* WHAT YOU SHOULD DO
In the listing below, count the lines that contain the string "roof", and give only that number.
---
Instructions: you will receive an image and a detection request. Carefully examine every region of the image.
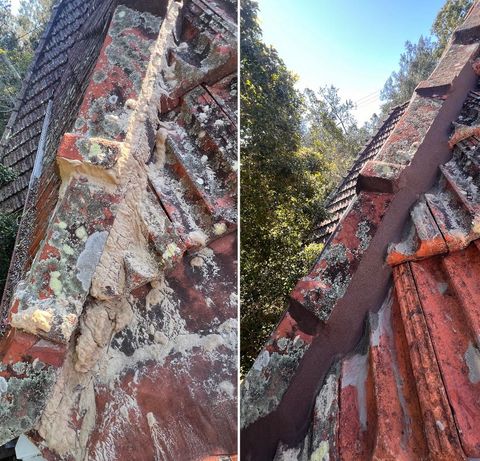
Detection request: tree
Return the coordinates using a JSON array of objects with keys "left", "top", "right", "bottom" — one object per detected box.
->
[
  {"left": 240, "top": 0, "right": 364, "bottom": 373},
  {"left": 432, "top": 0, "right": 473, "bottom": 57},
  {"left": 0, "top": 0, "right": 53, "bottom": 293},
  {"left": 380, "top": 0, "right": 473, "bottom": 115},
  {"left": 0, "top": 0, "right": 53, "bottom": 136},
  {"left": 240, "top": 0, "right": 325, "bottom": 371},
  {"left": 303, "top": 85, "right": 371, "bottom": 185}
]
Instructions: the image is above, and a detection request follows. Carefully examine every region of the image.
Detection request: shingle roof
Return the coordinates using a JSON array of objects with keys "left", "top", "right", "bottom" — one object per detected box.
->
[
  {"left": 312, "top": 102, "right": 408, "bottom": 243},
  {"left": 0, "top": 0, "right": 237, "bottom": 461},
  {"left": 275, "top": 91, "right": 480, "bottom": 461}
]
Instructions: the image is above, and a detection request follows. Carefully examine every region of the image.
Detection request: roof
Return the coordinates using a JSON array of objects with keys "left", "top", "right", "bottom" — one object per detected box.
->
[
  {"left": 0, "top": 0, "right": 113, "bottom": 211},
  {"left": 0, "top": 0, "right": 237, "bottom": 461},
  {"left": 312, "top": 102, "right": 408, "bottom": 243},
  {"left": 241, "top": 2, "right": 480, "bottom": 460}
]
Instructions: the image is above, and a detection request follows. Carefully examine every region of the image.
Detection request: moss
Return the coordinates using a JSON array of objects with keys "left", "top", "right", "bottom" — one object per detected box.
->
[
  {"left": 0, "top": 364, "right": 55, "bottom": 445},
  {"left": 0, "top": 163, "right": 17, "bottom": 186}
]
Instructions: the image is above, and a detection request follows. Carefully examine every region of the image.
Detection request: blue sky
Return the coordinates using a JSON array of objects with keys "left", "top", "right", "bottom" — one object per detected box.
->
[
  {"left": 258, "top": 0, "right": 445, "bottom": 122},
  {"left": 11, "top": 0, "right": 20, "bottom": 13}
]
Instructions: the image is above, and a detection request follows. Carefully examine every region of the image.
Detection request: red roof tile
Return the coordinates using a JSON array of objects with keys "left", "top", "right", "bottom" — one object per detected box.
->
[{"left": 242, "top": 3, "right": 480, "bottom": 460}]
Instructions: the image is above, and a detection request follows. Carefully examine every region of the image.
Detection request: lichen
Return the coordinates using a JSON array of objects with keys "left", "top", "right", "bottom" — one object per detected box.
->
[{"left": 0, "top": 364, "right": 55, "bottom": 445}]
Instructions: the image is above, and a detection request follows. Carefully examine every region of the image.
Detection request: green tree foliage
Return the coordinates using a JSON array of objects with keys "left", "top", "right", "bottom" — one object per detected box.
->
[
  {"left": 240, "top": 0, "right": 368, "bottom": 373},
  {"left": 380, "top": 36, "right": 437, "bottom": 113},
  {"left": 0, "top": 213, "right": 20, "bottom": 293},
  {"left": 0, "top": 0, "right": 53, "bottom": 293},
  {"left": 0, "top": 0, "right": 53, "bottom": 135},
  {"left": 380, "top": 0, "right": 473, "bottom": 114},
  {"left": 303, "top": 85, "right": 373, "bottom": 184}
]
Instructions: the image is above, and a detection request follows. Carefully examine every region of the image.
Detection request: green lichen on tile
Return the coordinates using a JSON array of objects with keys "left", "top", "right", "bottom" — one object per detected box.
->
[
  {"left": 311, "top": 243, "right": 352, "bottom": 320},
  {"left": 355, "top": 221, "right": 372, "bottom": 253},
  {"left": 240, "top": 336, "right": 309, "bottom": 428},
  {"left": 0, "top": 363, "right": 55, "bottom": 445}
]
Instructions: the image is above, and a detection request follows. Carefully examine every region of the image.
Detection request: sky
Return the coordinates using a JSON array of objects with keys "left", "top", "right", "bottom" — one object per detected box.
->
[
  {"left": 258, "top": 0, "right": 445, "bottom": 123},
  {"left": 10, "top": 0, "right": 20, "bottom": 13}
]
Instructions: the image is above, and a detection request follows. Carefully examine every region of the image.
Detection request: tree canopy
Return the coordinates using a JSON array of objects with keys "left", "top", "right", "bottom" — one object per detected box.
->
[{"left": 240, "top": 0, "right": 368, "bottom": 372}]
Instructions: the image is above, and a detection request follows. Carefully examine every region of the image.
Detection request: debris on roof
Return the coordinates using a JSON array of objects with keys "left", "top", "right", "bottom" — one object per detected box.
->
[
  {"left": 312, "top": 103, "right": 408, "bottom": 243},
  {"left": 0, "top": 0, "right": 237, "bottom": 460},
  {"left": 241, "top": 2, "right": 480, "bottom": 460}
]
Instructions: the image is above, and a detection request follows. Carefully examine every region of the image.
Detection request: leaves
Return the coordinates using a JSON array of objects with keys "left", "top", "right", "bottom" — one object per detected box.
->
[
  {"left": 240, "top": 0, "right": 364, "bottom": 373},
  {"left": 0, "top": 0, "right": 53, "bottom": 135}
]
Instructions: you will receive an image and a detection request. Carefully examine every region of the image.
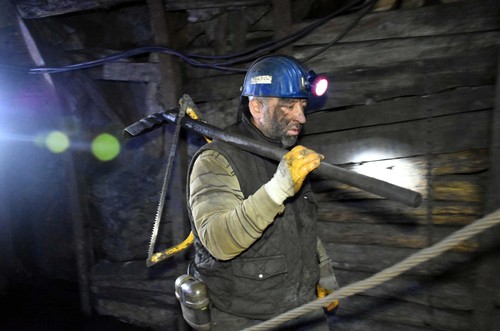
---
* WRITTEN ANSWER
4